_Records_:
[start]
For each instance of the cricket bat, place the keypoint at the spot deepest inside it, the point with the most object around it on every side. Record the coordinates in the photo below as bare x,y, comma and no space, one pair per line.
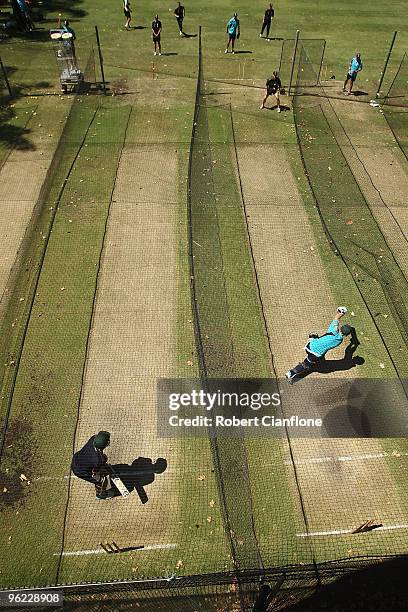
120,486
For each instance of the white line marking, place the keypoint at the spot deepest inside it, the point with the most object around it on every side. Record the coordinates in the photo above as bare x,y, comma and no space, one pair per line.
100,551
345,458
349,531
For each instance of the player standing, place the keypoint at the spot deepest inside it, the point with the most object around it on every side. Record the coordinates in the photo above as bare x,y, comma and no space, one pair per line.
156,32
233,31
267,21
317,347
273,87
356,65
180,12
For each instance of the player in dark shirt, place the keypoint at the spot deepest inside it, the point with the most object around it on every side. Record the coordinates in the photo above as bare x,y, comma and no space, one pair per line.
180,12
267,21
156,31
273,87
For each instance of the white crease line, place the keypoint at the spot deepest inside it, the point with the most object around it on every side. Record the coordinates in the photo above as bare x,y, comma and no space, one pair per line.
345,458
100,551
349,531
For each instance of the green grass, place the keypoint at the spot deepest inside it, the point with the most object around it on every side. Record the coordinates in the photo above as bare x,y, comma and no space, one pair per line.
48,383
49,377
356,233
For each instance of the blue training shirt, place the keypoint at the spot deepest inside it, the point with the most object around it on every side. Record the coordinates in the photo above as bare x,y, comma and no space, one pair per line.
232,26
333,338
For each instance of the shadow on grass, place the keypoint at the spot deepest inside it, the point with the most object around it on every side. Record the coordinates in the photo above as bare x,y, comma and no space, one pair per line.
381,587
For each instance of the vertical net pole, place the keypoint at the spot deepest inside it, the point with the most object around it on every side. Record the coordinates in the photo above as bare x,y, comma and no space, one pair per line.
321,63
293,61
100,59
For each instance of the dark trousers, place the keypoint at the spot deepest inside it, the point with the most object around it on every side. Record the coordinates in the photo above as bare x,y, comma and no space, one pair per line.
307,364
267,25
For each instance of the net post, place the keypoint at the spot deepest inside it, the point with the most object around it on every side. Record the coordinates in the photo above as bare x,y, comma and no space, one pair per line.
293,61
394,79
100,59
386,63
6,78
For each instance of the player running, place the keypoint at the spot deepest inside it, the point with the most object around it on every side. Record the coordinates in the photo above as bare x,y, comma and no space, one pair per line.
318,346
267,21
356,65
156,32
180,12
233,31
273,87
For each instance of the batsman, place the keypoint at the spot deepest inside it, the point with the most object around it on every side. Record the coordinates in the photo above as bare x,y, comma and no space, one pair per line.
91,464
317,346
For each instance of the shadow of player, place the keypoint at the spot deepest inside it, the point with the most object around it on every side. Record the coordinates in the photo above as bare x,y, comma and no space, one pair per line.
140,473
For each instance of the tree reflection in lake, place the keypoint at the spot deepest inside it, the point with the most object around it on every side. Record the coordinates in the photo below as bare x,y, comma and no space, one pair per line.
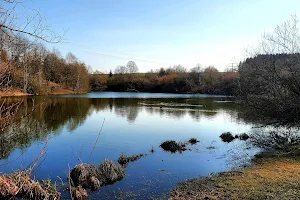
131,126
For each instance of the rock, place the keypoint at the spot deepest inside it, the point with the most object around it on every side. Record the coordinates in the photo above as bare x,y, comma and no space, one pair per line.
79,193
244,136
95,183
85,175
173,146
110,172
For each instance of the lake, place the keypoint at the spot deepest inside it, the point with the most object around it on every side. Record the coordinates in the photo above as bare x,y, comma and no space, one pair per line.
134,123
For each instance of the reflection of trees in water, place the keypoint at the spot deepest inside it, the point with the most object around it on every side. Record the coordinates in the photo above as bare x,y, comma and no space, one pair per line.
21,136
128,108
275,137
51,114
48,116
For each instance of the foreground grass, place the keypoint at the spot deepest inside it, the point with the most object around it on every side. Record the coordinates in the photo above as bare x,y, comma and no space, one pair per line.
272,177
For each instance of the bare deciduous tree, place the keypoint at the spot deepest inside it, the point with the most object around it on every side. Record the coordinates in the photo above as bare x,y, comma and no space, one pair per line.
269,82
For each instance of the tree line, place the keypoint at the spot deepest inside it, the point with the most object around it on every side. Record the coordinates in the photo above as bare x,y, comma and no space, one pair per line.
176,79
31,67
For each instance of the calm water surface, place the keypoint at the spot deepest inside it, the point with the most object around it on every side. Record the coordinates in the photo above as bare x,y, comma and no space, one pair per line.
134,123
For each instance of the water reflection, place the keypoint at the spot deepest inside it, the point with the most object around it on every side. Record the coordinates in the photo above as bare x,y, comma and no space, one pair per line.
132,126
49,115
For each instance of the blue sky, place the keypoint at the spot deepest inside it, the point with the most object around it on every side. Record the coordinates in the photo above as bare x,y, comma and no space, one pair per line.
161,33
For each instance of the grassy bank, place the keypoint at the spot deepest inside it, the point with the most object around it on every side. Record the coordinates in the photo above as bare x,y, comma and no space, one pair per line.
270,177
19,93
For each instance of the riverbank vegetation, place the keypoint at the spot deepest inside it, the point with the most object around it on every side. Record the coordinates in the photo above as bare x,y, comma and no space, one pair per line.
269,87
174,79
275,177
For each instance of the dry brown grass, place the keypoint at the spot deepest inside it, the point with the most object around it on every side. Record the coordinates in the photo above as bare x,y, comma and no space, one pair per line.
20,184
12,92
269,178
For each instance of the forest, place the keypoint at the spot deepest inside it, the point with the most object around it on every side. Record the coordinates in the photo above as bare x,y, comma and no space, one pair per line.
174,79
29,67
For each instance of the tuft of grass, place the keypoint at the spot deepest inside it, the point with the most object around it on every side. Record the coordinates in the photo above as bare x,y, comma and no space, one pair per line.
152,150
173,146
193,141
227,137
244,136
275,177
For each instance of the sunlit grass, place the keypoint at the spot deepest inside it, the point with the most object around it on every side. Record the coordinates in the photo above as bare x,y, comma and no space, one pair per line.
269,178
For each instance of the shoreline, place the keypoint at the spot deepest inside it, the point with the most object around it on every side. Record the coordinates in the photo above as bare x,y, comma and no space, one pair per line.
272,176
22,94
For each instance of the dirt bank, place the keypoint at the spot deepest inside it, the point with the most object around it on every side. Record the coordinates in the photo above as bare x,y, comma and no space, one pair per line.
271,177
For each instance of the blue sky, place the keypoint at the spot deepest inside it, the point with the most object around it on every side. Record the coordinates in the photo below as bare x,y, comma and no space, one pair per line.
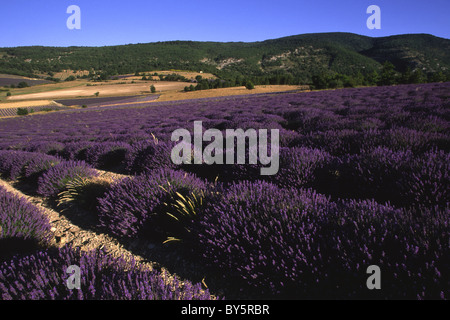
28,22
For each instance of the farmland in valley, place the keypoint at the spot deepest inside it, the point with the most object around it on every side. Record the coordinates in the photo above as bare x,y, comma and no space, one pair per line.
363,180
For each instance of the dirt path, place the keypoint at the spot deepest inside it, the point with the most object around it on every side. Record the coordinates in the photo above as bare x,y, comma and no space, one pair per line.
68,233
75,227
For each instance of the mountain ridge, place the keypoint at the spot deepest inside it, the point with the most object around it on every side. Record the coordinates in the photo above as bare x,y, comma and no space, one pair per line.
301,56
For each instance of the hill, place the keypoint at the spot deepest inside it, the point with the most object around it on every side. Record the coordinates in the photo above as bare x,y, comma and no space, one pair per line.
300,56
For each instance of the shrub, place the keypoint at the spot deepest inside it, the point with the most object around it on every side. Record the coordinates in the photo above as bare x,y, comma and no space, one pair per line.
23,227
298,166
84,191
374,173
427,182
42,276
148,155
40,164
260,235
55,180
129,205
22,111
14,164
288,243
106,155
249,85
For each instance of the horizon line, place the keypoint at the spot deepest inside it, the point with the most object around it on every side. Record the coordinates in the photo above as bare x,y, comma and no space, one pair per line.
213,41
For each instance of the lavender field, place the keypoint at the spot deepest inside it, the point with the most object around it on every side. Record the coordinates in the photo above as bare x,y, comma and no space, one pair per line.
364,180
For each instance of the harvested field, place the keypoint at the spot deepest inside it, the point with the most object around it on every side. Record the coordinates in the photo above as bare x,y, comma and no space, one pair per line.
104,89
235,91
7,81
106,101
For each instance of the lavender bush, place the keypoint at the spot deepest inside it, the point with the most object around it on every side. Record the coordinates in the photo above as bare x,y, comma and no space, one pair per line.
290,243
129,205
42,276
23,227
56,178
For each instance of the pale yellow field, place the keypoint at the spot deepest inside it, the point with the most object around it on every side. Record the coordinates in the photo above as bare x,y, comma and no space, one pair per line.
22,104
104,89
174,96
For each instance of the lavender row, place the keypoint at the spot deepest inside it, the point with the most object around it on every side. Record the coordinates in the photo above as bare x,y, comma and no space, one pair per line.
42,276
271,241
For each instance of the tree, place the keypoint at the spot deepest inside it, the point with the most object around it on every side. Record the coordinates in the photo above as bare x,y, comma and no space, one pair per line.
320,81
22,111
388,75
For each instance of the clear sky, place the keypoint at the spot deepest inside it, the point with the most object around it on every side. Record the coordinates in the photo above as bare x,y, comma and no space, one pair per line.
112,22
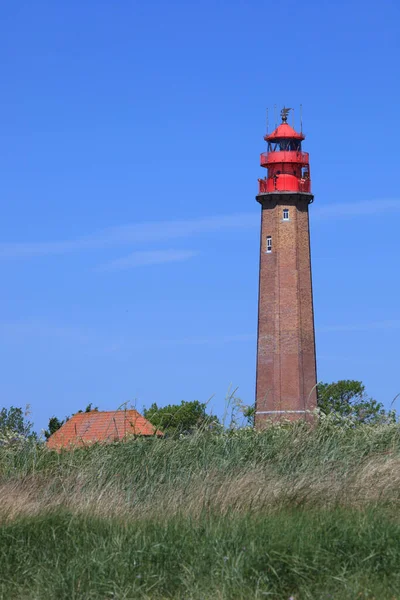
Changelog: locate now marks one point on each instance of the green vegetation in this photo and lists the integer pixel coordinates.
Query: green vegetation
(180, 419)
(296, 511)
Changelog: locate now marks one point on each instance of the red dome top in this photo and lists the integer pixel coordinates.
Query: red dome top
(284, 131)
[end]
_Do this_: Print each line from the one containing "For each instance of the lavender bush, place" through the last line of the listing, both included, exactly and with no pictures.

_Complete response_:
For each instance of the lavender bush, place the keypoint at the spot deepest inside it, the point with the most object around it on every side. Record the coordinates in the photo above as bare x,y, comma and no space, one pair per line.
290,243
129,205
42,276
23,227
56,178
For each instance of the pale yellow field, place the keypoint at the spot deepest inside it, the point with the most object around it on every side. Record the coordinates in the photo above as bare x,y, comma and no space, one pair per line.
22,104
104,89
174,96
For each instance of the lavender row, place the keypoint at the spot deepest inside it, the point with the most object around it on every side. Record the coordinates in the photo above as bare x,y, comma and no space, one pair per line.
42,276
271,241
For each instance of the tree, place the keypoint at the spot deepest inside it, the point with the most object around it on every side. Record the coordinates in the photo above as bare x,y, comma and no space, one pair per line.
320,81
22,111
388,75
For each instance of the clear sky, place the keypoint at the spot deepest inside it, the point with the most object around it on every side. Record the coordinates in the photo above as bare x,y, comma and no space, one pair per line.
112,22
Changelog: locate now marks one point on each instance of the green vegetation in this photo and lists the integer pixel coordinates.
Query: green vegetation
(180, 419)
(296, 511)
Changelog: locate now marks one point on each instance of the red dome top in this photo and lists the integer pixel coordinates.
Query: red dome top
(284, 131)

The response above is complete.